===== Material

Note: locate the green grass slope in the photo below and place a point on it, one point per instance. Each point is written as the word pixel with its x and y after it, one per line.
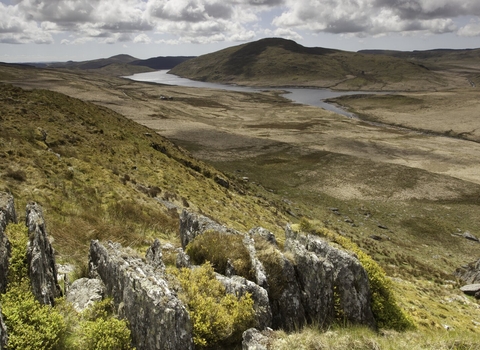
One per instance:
pixel 101 176
pixel 280 62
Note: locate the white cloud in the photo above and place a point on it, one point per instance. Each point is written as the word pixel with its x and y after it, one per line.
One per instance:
pixel 142 39
pixel 375 17
pixel 210 21
pixel 471 29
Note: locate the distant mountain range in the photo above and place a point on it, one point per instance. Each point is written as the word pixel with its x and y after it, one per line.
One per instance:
pixel 280 62
pixel 119 62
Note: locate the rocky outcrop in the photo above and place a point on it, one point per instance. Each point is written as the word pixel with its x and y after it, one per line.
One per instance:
pixel 3 332
pixel 154 256
pixel 7 215
pixel 41 258
pixel 286 296
pixel 469 274
pixel 334 282
pixel 239 286
pixel 84 292
pixel 257 266
pixel 157 318
pixel 192 225
pixel 253 339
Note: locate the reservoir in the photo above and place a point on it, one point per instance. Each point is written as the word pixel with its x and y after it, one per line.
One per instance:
pixel 311 97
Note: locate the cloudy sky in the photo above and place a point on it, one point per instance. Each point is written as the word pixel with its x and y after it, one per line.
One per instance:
pixel 61 30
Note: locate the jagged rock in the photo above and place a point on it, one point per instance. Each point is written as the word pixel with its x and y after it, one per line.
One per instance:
pixel 3 332
pixel 192 225
pixel 471 289
pixel 253 339
pixel 341 273
pixel 154 256
pixel 469 274
pixel 286 297
pixel 469 236
pixel 257 266
pixel 264 233
pixel 183 260
pixel 41 258
pixel 84 292
pixel 7 215
pixel 315 277
pixel 239 286
pixel 157 318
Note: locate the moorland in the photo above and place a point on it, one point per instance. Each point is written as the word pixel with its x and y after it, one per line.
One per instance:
pixel 401 180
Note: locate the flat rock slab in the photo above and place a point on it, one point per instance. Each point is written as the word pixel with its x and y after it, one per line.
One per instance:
pixel 471 289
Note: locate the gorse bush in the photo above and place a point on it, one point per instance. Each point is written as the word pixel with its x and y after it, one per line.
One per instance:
pixel 100 330
pixel 218 318
pixel 219 248
pixel 385 309
pixel 30 325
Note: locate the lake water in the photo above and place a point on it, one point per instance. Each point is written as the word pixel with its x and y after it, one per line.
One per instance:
pixel 311 97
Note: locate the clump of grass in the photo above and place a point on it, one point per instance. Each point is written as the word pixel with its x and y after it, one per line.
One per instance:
pixel 221 249
pixel 385 308
pixel 218 318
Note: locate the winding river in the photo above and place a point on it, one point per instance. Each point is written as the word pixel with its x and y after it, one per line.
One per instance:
pixel 311 97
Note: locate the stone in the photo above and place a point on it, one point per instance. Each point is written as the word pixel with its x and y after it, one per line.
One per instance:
pixel 193 225
pixel 257 266
pixel 41 258
pixel 469 274
pixel 7 215
pixel 469 236
pixel 471 289
pixel 264 233
pixel 3 332
pixel 182 260
pixel 158 319
pixel 84 292
pixel 153 256
pixel 253 339
pixel 324 270
pixel 239 286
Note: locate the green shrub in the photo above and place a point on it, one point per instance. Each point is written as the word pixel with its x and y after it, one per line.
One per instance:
pixel 30 325
pixel 218 318
pixel 100 330
pixel 384 306
pixel 218 248
pixel 105 334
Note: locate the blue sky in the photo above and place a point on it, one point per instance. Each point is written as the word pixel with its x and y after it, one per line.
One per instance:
pixel 61 30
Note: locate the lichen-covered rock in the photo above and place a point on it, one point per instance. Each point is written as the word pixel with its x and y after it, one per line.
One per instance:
pixel 7 215
pixel 41 258
pixel 239 286
pixel 192 225
pixel 315 277
pixel 264 233
pixel 286 297
pixel 345 281
pixel 3 332
pixel 157 318
pixel 154 256
pixel 253 339
pixel 469 274
pixel 84 292
pixel 257 266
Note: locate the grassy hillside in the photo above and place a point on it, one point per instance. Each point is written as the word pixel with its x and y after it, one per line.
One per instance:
pixel 100 176
pixel 280 62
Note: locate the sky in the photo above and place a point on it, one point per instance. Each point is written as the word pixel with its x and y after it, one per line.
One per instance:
pixel 78 30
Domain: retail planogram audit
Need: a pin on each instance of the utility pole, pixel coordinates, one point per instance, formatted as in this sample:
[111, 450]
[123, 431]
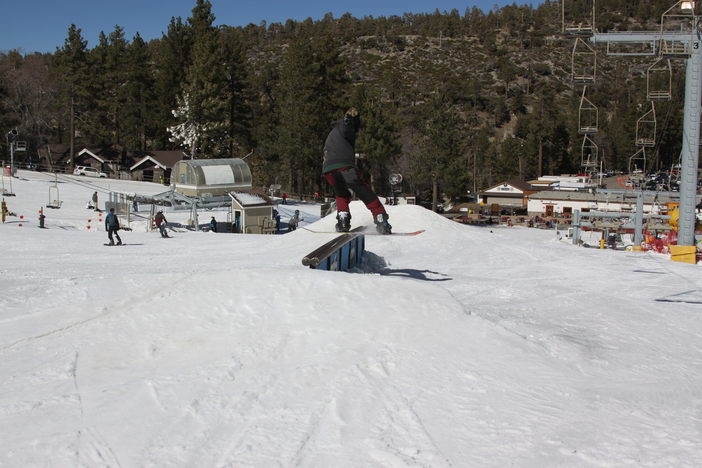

==========

### Task details
Could you change "photo above" to "image above" throughout the items above and give them again with everything else unchanged, leaving out the pictures?

### Reply
Note: locate the green grass slope in the photo below and place a point on it, one point per instance. Each point is written as the word pixel with its x and y after it, one per line.
One per instance:
pixel 101 176
pixel 280 62
Note: locate the white cloud in the image above and place a point on it, one point per instance. Each point is written as the word pixel with its x and y after it, one per line.
One per instance:
pixel 142 39
pixel 375 17
pixel 210 21
pixel 471 29
Note: locate the distant mountain range in the image above and place a point on it, one point per instance. Each point is written as the word pixel with its x and y after it, one per line.
One per instance:
pixel 280 62
pixel 119 62
Note: locate the rocky outcrop in the image above and place a point on it, one point per instance. Each point is written as the word pixel with its x and y after it, one per line.
One per instance:
pixel 3 332
pixel 154 256
pixel 7 215
pixel 41 258
pixel 286 296
pixel 469 274
pixel 334 282
pixel 239 286
pixel 84 292
pixel 257 266
pixel 157 318
pixel 192 225
pixel 253 339
Note: locate the reservoir in the image above and place a point on it, one point per instance. Each point is written as the word pixel with its x and y after it, one per line.
One per instance:
pixel 311 97
Note: locate the cloudy sky in the image above and place a point on it, one point per instance. Each point is written as the word pixel with its x and y after it, one per line.
One per instance:
pixel 61 30
Note: locate the jagged rock in the image above and place a point on it, one point per instance. Each point is written as the word pixel with its x and y after it, one per line.
One per instance:
pixel 3 332
pixel 192 225
pixel 471 289
pixel 253 339
pixel 341 273
pixel 154 256
pixel 469 274
pixel 286 297
pixel 469 236
pixel 257 266
pixel 264 233
pixel 183 260
pixel 41 258
pixel 84 292
pixel 7 215
pixel 315 277
pixel 239 286
pixel 157 318
Note: locate the moorland in the image above and place a point on it, one point per instance. Each point is written as the word pixel with its x and y after it, one per line.
One per instance:
pixel 401 180
Note: locate the flat rock slab in the image above and place a point on it, one point per instance. Each point is written as the word pixel with its x and y after it, one per line.
One per instance:
pixel 471 289
Note: locate the gorse bush in the image above and place a point on it, one point per instance. Each point is written as the word pixel with its x and y after it, one per line.
One per instance:
pixel 100 330
pixel 218 318
pixel 219 248
pixel 385 309
pixel 30 325
Note: locate the lake water in the image above and place a point on it, one point per instance. Each point is written as the word pixel with its x and y after it, one per line.
One per instance:
pixel 311 97
Note: locate the clump of grass in the image above and place a point on it, one point per instance. Each point is written as the word pixel with its x and y after it, one per line.
One per instance:
pixel 221 249
pixel 385 308
pixel 218 318
Note: locate the winding river in the image above and place a point on it, one point per instance. Each point is written as the word pixel with its x and y after it, one per line.
One per instance:
pixel 311 97
Note: locate the stone in the image above and place a point on it, one point per instance. Each point is written as the word pixel with its x and y after it, one per line.
One per instance:
pixel 193 225
pixel 257 266
pixel 41 258
pixel 469 274
pixel 7 215
pixel 469 236
pixel 471 289
pixel 264 233
pixel 3 332
pixel 182 260
pixel 158 319
pixel 84 292
pixel 153 256
pixel 253 339
pixel 324 270
pixel 239 286
Note: locate the green shrub in the image above and place a point on it, one point per instance. Each point is written as the word pixel with its x and y after it, one per line.
One per instance:
pixel 30 325
pixel 218 318
pixel 100 330
pixel 384 306
pixel 218 248
pixel 105 334
Note: locate the blue sky in the image above and place a point on it, one point per instance. Each point is written as the word pixel with its x and y after it, one per line.
One per instance:
pixel 61 30
Note: locate the lichen-covered rock in the image above and place a point on it, one point per instance. Each point is written as the word pixel with its x and y after it, one per line.
One per instance:
pixel 7 215
pixel 41 258
pixel 239 286
pixel 192 225
pixel 315 277
pixel 264 233
pixel 286 297
pixel 345 281
pixel 3 332
pixel 157 318
pixel 154 256
pixel 253 339
pixel 469 274
pixel 84 292
pixel 257 266
Note: locate the grassy hillside in the image above and place a point on it, one point per instance. Each point is written as the word pixel with its x and y after it, one per line.
One per instance:
pixel 100 176
pixel 280 62
Note: locate the sky in the image above and place a point on it, one point per instance. Each point is written as the word pixel with its x and y after it, one per line.
One per instance:
pixel 78 30
Domain: retail planogram audit
Need: a pin on each instance of the utility pole, pixel coordinates, one point per instance, formatted as in this sample:
[111, 450]
[123, 431]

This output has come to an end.